→ **WHAT YOU ARE ASKED TO DO**
Pull out each line of the records that contains the word "handle". Only lines with the same capitalization count.
:: TASK INPUT
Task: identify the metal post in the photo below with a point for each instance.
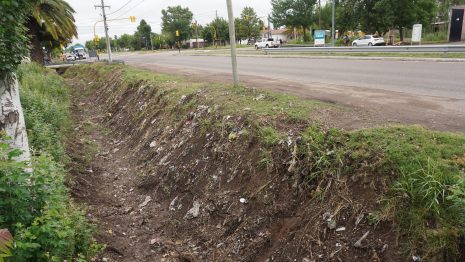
(196, 34)
(106, 30)
(333, 27)
(232, 39)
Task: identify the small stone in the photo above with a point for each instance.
(358, 244)
(259, 97)
(146, 201)
(194, 211)
(232, 136)
(173, 204)
(332, 224)
(154, 241)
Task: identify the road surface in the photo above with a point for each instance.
(424, 92)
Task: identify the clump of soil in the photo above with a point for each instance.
(167, 187)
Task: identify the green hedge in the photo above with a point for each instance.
(36, 207)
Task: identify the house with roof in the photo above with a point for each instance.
(284, 34)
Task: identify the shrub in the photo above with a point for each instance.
(35, 206)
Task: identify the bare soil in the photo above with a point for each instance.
(355, 107)
(161, 190)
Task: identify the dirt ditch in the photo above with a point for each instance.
(161, 189)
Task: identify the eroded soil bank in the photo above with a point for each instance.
(169, 177)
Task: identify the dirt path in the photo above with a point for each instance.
(159, 191)
(106, 183)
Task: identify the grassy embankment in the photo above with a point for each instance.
(425, 194)
(36, 207)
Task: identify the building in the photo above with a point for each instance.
(457, 24)
(196, 43)
(283, 34)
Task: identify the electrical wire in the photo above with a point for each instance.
(128, 2)
(131, 9)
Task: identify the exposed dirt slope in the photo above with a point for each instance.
(163, 187)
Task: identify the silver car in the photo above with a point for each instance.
(369, 40)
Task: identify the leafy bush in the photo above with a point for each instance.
(35, 206)
(45, 101)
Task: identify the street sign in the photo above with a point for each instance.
(416, 33)
(319, 37)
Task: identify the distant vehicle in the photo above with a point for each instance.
(369, 40)
(80, 53)
(70, 57)
(266, 43)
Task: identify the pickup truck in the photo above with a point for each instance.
(266, 43)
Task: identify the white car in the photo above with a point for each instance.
(70, 57)
(369, 40)
(266, 43)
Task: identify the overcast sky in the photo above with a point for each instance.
(150, 10)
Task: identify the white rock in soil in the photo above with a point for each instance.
(174, 203)
(146, 201)
(194, 211)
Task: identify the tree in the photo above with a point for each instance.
(216, 30)
(144, 32)
(249, 24)
(13, 48)
(125, 40)
(293, 13)
(50, 20)
(402, 13)
(176, 18)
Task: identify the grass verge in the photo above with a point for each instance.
(36, 207)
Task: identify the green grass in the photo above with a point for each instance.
(35, 206)
(423, 169)
(45, 101)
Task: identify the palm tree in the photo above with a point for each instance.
(52, 21)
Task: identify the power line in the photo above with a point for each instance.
(103, 6)
(131, 9)
(128, 2)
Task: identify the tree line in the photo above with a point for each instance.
(304, 15)
(365, 15)
(178, 18)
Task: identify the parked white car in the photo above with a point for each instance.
(70, 57)
(369, 40)
(266, 43)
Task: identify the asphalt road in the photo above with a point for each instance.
(442, 79)
(412, 92)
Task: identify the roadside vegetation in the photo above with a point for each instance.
(422, 171)
(35, 206)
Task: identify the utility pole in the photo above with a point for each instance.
(232, 39)
(216, 29)
(103, 6)
(196, 34)
(269, 29)
(333, 31)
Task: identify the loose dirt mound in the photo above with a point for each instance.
(174, 184)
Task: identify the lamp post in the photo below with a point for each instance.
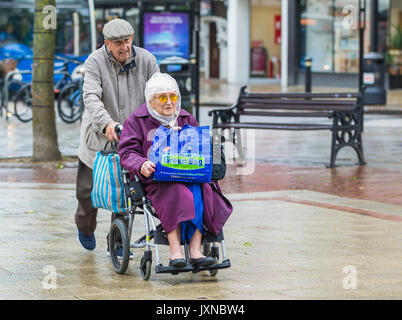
(362, 27)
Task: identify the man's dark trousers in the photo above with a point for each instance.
(85, 216)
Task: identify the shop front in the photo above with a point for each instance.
(327, 31)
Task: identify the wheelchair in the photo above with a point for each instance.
(120, 235)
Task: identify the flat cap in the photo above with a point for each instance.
(117, 29)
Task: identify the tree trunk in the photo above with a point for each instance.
(45, 146)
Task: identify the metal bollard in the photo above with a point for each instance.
(308, 63)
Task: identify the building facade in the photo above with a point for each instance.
(272, 39)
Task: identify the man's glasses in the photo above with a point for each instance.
(163, 98)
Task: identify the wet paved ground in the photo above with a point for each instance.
(299, 230)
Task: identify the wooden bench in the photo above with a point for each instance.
(343, 113)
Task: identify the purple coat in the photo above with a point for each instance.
(173, 201)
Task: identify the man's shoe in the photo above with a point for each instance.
(177, 263)
(119, 253)
(88, 242)
(205, 261)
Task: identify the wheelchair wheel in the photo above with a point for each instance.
(118, 239)
(212, 252)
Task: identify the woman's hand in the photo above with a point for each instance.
(110, 133)
(147, 168)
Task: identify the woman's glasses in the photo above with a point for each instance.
(163, 98)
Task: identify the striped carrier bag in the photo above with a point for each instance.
(108, 189)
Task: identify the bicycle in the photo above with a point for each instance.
(70, 104)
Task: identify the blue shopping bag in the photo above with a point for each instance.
(182, 155)
(108, 189)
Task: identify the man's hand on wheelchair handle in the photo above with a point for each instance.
(147, 168)
(110, 132)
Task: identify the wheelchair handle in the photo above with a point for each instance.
(118, 129)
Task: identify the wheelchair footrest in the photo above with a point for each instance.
(189, 267)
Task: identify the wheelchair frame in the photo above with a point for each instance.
(152, 231)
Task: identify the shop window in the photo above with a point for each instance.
(16, 26)
(330, 35)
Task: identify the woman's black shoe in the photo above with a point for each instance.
(177, 263)
(205, 261)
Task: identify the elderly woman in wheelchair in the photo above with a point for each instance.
(187, 211)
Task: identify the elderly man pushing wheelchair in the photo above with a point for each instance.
(114, 84)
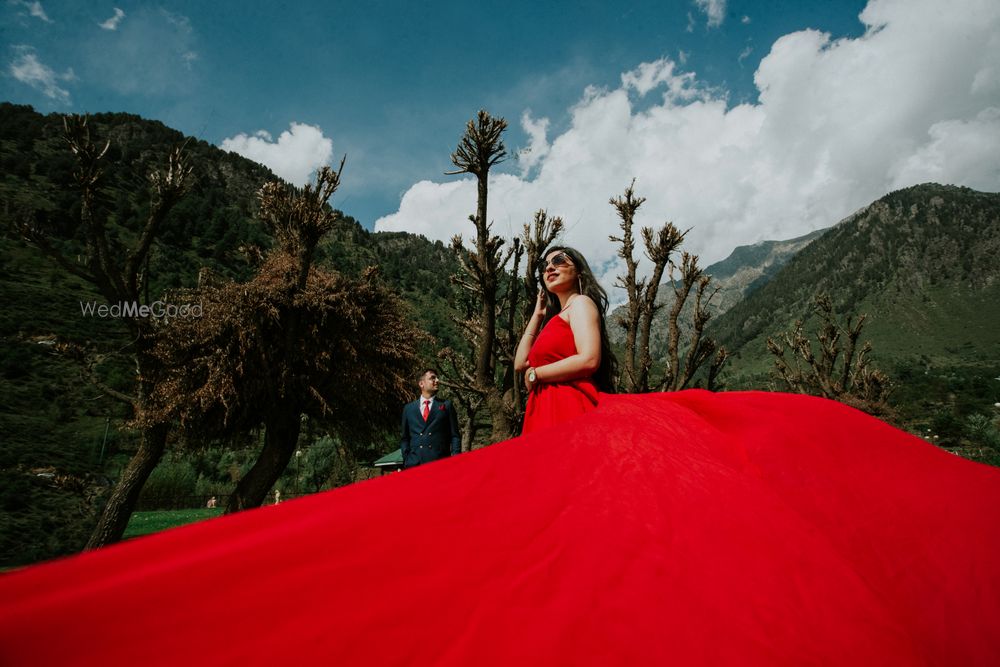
::::
→ **SOLUTION FOR THIS EXERCISE**
Task: identify the man's hand on wheelchair handle in the photo above with a point for each instance.
Task: identify the wheelchair handle in the photo above with a point for each instance.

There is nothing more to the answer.